* AIM *
Quote all lines below exactly. Images stay out.

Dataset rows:
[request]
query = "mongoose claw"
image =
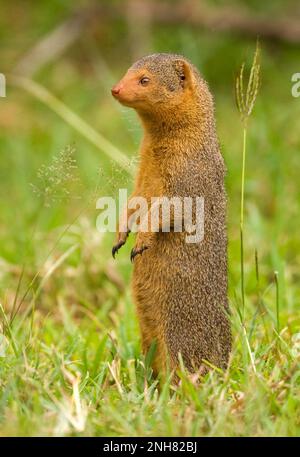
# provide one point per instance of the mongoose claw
(136, 251)
(116, 247)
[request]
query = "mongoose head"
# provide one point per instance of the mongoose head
(159, 86)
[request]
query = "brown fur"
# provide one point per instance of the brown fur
(180, 289)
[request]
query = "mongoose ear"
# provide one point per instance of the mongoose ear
(185, 73)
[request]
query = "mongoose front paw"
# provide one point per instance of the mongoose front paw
(116, 247)
(136, 251)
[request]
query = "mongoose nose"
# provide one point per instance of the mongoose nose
(116, 89)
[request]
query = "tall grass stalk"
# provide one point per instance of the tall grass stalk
(75, 121)
(245, 99)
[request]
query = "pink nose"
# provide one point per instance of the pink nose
(116, 89)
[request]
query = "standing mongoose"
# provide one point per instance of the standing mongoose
(180, 288)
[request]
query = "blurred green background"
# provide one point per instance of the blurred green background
(77, 52)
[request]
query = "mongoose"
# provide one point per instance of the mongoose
(180, 288)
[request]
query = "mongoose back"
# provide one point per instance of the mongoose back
(180, 288)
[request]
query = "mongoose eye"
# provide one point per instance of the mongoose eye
(144, 81)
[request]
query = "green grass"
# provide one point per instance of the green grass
(70, 360)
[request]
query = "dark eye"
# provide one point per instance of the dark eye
(144, 81)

* THE ANSWER *
[request]
query = "mongoose claw"
image =
# provide one point per instance of the mongoose claw
(136, 251)
(116, 247)
[request]
query = "mongoose head"
# provide one point per instance of the mongoose head
(159, 86)
[request]
query = "brown fur"
# provide one point per instance of the brown fur
(180, 289)
[request]
query = "mongoose ear"
# provide one point per instance of the mongoose ear
(185, 73)
[request]
query = "mongoose front paw"
# provide one point per instance of the mongoose front paw
(116, 247)
(136, 251)
[request]
query = "mongoose nose"
# provide one point per instance of the mongoose nose
(116, 89)
[request]
query = "tall grass stalk"
# provide one point per instance of the tall grass stalk
(75, 121)
(245, 99)
[request]
query = "pink nose"
# provide one point per instance of the pink nose
(116, 89)
[request]
query = "standing mongoose"
# provide one point per instance of the standing mongoose
(180, 288)
[request]
query = "blurred green background"
# provide one point per instance of the blurred green background
(77, 52)
[request]
query = "mongoose"
# provide one point per instance of the mongoose
(180, 288)
[request]
query = "mongoose back"
# provide one point per instance of the mongoose back
(180, 288)
[request]
query = "mongoose eye"
# provide one point per instance of the mongoose eye
(144, 81)
[request]
query = "green grass"
# provide one point per instance of the green grass
(70, 360)
[request]
query = "dark eye"
# provide one point per instance of the dark eye
(144, 81)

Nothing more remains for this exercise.